WHAT IS BEING ASKED: Copy out only the part of the items below that runs from the line containing "of the yellow" through the end of the items, changing "metal bleacher" to "wooden bleacher" and leaving everything else unchanged.

GIVEN RECORDS:

....

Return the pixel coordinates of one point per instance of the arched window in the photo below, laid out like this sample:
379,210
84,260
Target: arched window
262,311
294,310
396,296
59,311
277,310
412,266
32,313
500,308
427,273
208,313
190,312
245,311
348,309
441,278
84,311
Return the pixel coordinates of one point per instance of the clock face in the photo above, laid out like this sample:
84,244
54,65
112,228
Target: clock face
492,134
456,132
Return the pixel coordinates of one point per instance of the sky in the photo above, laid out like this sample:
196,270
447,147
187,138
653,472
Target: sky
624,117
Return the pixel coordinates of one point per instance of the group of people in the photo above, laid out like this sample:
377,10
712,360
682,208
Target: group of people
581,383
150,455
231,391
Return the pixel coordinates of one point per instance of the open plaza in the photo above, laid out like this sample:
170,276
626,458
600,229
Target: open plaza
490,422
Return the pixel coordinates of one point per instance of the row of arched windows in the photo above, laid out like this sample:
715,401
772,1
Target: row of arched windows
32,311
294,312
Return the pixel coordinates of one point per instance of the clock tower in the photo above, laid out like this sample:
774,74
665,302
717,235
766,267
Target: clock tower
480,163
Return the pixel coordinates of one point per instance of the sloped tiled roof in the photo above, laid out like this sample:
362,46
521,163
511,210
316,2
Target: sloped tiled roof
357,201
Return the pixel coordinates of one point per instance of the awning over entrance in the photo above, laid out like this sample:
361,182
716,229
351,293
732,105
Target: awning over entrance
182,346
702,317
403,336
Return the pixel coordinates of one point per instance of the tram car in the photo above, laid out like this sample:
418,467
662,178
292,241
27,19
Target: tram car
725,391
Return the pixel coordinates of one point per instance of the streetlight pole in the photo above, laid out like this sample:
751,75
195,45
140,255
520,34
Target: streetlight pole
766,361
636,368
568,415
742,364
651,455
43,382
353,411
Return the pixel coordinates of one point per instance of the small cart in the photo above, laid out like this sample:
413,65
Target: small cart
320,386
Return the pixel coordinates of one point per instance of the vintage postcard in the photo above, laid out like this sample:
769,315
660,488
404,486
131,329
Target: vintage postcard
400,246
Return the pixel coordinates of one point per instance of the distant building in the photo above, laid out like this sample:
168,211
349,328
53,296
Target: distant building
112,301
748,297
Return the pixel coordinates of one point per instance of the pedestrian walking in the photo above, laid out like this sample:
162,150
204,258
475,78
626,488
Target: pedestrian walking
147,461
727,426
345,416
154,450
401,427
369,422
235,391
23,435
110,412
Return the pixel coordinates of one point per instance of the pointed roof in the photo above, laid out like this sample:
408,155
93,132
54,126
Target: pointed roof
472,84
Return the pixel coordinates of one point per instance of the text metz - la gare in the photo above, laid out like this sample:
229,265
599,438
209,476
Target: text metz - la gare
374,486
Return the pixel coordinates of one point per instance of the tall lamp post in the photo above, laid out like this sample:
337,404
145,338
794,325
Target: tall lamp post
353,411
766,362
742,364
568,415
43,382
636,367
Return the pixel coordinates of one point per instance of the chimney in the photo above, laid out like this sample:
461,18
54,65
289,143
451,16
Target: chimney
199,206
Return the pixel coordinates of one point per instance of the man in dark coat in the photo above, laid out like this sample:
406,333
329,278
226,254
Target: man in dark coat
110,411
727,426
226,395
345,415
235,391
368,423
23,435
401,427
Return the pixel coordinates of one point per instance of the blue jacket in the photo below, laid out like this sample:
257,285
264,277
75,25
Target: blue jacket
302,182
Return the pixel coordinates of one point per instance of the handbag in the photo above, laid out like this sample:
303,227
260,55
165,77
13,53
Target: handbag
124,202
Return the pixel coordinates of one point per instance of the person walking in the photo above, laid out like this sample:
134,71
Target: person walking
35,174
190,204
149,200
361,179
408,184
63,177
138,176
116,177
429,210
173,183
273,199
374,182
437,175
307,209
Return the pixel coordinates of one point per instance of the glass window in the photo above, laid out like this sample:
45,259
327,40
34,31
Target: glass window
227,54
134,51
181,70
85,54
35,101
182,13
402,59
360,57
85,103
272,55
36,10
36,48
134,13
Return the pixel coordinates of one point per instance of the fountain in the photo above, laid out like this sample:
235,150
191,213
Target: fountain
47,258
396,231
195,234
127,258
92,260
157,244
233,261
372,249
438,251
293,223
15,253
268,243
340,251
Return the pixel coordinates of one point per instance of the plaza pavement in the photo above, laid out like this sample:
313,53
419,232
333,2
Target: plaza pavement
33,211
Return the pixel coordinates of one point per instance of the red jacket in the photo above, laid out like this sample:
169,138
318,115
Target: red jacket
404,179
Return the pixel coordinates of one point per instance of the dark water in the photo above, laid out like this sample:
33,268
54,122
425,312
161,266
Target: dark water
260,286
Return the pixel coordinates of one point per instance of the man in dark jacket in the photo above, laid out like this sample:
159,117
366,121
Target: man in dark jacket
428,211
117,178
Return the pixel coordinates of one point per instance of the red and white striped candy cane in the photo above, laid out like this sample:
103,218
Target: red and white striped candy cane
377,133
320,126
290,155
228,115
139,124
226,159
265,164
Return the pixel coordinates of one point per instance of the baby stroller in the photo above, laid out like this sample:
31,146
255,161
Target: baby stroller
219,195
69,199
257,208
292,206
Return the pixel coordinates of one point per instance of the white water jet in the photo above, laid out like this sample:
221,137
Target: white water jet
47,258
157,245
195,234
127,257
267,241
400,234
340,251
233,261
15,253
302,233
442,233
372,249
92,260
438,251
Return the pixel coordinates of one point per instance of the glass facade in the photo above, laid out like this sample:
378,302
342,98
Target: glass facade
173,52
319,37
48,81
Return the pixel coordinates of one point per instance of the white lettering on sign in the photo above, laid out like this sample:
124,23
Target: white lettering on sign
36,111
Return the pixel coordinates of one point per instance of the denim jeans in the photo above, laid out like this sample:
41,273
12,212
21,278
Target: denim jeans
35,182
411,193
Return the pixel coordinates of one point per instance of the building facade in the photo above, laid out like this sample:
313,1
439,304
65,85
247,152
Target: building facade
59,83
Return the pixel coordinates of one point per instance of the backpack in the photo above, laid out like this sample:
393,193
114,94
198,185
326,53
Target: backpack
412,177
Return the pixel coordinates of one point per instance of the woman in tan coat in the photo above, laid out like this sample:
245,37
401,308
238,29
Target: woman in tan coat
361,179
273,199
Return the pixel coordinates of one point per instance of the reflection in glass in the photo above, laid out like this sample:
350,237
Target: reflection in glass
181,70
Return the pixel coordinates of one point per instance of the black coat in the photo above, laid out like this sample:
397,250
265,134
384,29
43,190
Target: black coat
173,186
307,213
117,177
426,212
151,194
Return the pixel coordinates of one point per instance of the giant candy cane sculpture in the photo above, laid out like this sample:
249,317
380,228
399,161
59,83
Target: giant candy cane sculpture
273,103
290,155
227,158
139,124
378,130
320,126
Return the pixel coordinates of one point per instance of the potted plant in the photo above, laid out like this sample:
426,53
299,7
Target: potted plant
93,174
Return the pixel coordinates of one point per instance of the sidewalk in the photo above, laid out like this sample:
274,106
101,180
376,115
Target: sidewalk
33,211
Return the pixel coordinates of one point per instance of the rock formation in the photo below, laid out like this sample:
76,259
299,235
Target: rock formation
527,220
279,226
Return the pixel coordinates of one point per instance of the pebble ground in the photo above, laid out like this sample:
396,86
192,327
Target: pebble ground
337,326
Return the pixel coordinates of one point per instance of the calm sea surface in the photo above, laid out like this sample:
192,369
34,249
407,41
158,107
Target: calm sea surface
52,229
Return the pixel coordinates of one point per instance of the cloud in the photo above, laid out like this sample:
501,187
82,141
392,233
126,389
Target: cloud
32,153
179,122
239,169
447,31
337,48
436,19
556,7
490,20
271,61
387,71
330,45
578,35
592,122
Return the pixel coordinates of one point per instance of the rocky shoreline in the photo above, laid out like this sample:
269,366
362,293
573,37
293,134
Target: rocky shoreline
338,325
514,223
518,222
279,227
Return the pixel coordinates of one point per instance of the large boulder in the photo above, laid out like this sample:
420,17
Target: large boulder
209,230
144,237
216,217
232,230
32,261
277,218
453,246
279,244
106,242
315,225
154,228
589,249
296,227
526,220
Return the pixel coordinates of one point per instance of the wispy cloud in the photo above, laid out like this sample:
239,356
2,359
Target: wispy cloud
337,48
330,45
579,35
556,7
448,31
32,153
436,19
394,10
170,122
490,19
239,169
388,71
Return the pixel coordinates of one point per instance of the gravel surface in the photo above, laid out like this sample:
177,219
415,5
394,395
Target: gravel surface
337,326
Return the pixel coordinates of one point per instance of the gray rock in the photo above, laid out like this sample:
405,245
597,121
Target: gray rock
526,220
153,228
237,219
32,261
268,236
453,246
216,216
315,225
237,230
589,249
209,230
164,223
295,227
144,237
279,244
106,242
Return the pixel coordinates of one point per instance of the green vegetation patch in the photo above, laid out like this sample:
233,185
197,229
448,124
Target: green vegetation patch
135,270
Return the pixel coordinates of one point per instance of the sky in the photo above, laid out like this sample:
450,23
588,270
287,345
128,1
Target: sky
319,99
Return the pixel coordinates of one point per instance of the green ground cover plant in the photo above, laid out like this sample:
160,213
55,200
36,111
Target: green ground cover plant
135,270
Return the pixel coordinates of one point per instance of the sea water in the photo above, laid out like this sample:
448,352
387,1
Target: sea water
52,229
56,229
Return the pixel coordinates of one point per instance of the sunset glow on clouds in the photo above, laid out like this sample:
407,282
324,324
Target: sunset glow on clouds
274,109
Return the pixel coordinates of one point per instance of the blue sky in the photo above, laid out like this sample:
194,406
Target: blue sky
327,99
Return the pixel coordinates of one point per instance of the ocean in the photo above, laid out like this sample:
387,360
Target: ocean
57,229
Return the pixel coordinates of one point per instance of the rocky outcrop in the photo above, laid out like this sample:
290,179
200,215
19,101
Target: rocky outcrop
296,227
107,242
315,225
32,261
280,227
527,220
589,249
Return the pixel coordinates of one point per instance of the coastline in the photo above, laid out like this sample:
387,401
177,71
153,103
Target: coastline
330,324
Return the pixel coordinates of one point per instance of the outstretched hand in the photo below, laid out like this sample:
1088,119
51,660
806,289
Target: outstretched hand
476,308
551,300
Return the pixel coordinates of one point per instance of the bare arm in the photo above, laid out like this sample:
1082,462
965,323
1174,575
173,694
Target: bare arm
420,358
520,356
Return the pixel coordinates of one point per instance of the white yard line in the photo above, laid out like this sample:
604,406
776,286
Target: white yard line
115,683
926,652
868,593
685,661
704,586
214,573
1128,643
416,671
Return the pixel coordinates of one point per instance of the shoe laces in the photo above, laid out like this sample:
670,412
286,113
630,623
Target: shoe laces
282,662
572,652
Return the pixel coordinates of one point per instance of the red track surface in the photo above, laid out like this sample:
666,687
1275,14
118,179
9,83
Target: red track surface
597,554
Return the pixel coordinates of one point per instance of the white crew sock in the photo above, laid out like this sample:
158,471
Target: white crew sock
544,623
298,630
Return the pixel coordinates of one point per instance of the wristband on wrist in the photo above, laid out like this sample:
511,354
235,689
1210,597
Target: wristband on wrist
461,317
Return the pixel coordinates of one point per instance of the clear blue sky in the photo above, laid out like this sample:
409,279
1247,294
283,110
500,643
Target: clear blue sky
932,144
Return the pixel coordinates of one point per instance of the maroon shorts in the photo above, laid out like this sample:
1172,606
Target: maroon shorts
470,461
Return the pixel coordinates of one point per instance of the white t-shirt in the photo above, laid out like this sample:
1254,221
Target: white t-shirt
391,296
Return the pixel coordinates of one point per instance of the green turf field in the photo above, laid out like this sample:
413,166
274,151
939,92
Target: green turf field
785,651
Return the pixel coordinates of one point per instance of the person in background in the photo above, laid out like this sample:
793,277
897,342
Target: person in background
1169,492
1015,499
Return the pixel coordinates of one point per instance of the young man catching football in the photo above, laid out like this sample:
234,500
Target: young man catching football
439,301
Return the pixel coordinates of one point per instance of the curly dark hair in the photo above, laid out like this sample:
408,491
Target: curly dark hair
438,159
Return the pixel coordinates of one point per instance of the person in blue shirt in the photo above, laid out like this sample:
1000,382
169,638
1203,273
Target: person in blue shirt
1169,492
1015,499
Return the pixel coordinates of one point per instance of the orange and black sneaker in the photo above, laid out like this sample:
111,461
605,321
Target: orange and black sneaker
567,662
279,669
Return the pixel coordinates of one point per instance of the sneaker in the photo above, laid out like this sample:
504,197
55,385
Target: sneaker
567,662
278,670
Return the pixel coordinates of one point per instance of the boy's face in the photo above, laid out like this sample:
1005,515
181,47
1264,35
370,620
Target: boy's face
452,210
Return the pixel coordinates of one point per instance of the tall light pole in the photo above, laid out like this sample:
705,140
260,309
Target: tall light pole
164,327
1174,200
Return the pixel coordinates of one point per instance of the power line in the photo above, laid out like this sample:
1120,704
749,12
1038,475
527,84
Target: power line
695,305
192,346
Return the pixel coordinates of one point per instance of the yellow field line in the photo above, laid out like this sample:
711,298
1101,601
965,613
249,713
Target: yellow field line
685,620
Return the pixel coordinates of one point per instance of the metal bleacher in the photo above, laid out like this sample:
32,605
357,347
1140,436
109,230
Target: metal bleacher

....

RESULT FOR THIS TASK:
Return the pixel coordinates of one point per instance of the yellow field line in the photo above, laid out like this sample:
711,298
1101,601
965,613
249,713
Target: yellow field line
685,620
Return the pixel coordinates of one point per instance of the wooden bleacher in the photo above, laid out like this sample:
32,605
357,347
1140,436
109,230
Target: wooden bleacher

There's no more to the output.